PROBLEM TO WORK ON » List all lines of the data that include the string "foliage".

RECORDS »

*****

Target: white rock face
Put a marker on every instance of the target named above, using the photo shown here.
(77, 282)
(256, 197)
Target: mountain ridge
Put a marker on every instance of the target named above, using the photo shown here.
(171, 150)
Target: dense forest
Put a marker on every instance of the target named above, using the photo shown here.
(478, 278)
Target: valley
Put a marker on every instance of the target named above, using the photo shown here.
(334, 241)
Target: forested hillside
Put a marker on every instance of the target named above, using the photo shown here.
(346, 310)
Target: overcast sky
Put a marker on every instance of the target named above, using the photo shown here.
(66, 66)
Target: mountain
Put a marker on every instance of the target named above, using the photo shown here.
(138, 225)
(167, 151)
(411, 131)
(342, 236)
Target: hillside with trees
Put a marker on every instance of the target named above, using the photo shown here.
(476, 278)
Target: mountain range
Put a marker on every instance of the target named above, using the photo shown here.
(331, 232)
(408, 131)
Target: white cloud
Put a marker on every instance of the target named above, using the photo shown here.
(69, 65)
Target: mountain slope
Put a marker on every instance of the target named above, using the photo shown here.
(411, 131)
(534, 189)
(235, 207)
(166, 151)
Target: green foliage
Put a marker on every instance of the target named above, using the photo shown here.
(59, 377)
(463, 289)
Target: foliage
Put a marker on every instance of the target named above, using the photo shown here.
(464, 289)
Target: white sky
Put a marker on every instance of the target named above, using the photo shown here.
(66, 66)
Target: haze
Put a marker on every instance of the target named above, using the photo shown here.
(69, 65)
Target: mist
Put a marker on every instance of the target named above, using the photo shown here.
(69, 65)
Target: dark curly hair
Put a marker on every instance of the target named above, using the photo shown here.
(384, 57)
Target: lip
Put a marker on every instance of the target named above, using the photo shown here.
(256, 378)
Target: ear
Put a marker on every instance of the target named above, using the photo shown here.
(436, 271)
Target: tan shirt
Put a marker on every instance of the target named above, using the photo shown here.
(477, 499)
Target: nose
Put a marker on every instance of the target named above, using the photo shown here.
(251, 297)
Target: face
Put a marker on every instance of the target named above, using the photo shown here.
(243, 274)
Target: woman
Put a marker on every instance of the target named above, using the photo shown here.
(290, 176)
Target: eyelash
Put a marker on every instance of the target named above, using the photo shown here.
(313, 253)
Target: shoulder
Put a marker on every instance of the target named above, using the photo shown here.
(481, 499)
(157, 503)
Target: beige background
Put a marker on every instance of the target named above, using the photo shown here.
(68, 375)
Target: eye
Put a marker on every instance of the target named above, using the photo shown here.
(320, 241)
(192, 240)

*****

RESPONSE TO THIS EXERCISE »
Target: green foliage
Target: foliage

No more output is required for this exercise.